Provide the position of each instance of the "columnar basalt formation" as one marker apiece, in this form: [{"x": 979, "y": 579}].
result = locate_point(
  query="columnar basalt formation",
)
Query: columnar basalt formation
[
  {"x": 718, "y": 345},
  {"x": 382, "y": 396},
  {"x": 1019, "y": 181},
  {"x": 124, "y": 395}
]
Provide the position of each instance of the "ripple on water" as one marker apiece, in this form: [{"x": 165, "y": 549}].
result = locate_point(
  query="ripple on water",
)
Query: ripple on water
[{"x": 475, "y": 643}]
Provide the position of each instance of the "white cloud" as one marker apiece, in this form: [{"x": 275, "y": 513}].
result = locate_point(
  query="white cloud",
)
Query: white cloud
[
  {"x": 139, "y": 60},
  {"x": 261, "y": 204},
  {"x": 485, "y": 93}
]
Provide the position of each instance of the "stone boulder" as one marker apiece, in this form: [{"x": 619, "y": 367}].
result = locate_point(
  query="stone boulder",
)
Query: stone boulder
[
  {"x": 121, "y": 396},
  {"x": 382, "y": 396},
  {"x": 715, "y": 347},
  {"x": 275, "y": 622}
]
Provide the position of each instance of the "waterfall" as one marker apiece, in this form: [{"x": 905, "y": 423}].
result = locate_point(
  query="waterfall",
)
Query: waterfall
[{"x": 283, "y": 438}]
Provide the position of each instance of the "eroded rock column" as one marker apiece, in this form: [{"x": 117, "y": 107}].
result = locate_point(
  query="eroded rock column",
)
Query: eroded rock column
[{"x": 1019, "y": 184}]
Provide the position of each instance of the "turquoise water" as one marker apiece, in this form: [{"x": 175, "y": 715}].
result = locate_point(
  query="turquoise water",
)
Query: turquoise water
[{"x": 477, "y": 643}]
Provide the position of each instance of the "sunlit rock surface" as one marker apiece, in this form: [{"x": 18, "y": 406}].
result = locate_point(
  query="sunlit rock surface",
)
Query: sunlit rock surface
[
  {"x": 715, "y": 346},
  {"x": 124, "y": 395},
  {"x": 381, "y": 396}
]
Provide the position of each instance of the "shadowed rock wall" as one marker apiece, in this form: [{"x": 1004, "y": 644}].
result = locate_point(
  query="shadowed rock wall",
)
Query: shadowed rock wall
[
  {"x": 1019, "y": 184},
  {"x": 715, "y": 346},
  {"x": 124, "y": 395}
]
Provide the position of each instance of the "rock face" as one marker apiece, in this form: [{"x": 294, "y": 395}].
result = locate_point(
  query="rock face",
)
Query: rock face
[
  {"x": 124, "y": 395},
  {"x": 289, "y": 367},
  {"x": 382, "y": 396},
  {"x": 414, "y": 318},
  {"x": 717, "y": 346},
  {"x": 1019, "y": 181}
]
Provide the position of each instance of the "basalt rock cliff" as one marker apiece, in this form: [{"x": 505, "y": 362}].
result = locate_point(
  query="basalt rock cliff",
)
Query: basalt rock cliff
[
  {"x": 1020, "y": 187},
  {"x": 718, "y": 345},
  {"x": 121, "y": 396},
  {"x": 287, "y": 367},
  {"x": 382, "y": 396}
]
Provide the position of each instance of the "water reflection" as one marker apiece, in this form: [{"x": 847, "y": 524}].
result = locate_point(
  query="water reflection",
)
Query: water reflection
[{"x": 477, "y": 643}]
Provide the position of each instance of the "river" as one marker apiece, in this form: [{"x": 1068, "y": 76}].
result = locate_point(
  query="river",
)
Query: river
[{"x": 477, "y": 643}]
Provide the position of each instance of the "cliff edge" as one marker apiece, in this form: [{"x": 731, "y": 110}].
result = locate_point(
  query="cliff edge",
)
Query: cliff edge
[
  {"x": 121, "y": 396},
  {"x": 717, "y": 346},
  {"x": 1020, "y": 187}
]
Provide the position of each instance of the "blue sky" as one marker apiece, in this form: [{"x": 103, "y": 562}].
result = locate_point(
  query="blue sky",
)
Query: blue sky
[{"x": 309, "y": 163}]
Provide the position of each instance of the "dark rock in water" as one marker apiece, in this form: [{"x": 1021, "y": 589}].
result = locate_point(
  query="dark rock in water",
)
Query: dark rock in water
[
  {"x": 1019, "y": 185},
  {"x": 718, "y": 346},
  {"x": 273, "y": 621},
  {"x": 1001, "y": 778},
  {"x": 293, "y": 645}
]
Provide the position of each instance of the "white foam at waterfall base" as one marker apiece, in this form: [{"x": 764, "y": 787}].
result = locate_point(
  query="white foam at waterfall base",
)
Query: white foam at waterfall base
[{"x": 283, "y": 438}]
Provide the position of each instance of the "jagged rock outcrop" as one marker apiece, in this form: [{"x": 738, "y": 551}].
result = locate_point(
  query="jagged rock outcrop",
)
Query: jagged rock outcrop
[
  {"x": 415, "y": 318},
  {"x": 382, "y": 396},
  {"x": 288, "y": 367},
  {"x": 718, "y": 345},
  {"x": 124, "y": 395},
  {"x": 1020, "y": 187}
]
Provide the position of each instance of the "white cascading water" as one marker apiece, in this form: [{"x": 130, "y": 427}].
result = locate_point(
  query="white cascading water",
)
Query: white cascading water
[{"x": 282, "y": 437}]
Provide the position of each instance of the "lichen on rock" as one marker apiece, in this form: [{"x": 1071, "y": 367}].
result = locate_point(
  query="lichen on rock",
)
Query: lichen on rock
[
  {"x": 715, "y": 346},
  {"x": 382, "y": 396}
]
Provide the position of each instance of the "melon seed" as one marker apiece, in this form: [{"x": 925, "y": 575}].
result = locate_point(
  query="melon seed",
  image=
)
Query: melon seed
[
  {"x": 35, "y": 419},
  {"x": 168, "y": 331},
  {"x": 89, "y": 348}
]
□ □ □ □ □
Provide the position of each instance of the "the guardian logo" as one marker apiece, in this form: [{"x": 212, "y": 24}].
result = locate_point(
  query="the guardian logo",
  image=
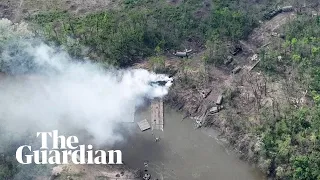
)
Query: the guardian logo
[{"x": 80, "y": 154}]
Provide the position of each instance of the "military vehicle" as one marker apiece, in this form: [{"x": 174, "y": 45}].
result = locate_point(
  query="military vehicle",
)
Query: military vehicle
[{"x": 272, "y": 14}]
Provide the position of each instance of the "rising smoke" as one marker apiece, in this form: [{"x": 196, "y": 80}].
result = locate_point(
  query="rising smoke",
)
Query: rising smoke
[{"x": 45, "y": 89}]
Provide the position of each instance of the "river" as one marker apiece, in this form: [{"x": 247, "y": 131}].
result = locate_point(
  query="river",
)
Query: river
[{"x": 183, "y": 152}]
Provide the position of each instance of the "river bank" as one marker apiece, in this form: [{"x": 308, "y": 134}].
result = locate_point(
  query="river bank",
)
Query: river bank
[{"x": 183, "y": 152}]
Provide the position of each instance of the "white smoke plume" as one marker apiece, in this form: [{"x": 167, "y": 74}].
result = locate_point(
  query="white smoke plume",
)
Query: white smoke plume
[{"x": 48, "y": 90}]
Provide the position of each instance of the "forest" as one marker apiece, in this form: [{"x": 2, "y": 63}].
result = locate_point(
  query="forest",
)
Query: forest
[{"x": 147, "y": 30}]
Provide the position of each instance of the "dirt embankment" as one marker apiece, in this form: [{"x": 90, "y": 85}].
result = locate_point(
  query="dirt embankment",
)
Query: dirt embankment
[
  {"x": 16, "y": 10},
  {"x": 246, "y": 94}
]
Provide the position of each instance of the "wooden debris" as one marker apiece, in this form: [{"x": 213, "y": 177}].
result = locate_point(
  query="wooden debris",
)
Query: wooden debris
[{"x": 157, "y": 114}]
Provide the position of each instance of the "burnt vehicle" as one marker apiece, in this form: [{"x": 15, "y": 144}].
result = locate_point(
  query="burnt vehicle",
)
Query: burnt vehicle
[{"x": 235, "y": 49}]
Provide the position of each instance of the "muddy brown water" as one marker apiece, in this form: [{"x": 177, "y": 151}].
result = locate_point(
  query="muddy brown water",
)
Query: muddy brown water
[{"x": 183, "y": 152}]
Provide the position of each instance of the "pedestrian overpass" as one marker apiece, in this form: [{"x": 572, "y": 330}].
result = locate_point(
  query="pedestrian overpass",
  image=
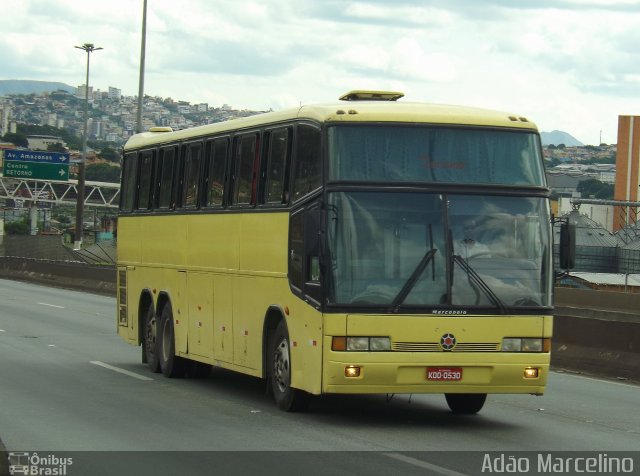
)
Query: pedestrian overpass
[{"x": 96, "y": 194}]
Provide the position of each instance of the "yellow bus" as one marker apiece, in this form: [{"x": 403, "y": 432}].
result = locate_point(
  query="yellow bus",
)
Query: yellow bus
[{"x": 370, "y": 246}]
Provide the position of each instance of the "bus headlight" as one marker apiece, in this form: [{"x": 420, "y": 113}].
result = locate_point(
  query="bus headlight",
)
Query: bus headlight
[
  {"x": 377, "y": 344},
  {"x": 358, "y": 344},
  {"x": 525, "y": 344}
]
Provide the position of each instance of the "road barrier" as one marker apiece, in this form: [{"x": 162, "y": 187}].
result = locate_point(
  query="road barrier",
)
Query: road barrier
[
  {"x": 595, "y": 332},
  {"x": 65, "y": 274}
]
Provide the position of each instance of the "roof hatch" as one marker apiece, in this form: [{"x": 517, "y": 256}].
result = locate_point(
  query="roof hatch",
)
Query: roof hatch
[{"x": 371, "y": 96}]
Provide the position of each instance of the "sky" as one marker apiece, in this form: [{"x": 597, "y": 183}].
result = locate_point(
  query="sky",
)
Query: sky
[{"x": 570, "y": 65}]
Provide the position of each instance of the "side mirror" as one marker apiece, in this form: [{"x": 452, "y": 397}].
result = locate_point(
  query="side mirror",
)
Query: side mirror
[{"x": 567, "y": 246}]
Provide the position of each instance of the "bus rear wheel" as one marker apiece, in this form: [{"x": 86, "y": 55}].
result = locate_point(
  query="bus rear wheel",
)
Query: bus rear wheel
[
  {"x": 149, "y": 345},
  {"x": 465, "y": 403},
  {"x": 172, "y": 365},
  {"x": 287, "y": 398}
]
□ □ □ □ □
» **TASK DESCRIPTION**: Report each line of the items above that contains the word "cliff", copying every such line in full.

» **ANSWER TO THE PROBLEM**:
Provide the position of each instance of the "basalt rock cliff" as one marker apiece, in this form: [{"x": 505, "y": 362}].
  query="basalt rock cliff",
Query: basalt rock cliff
Provide the position of each instance of the "cliff edge" as one marker apiece, in this form: [{"x": 731, "y": 110}].
  query="cliff edge",
Query: cliff edge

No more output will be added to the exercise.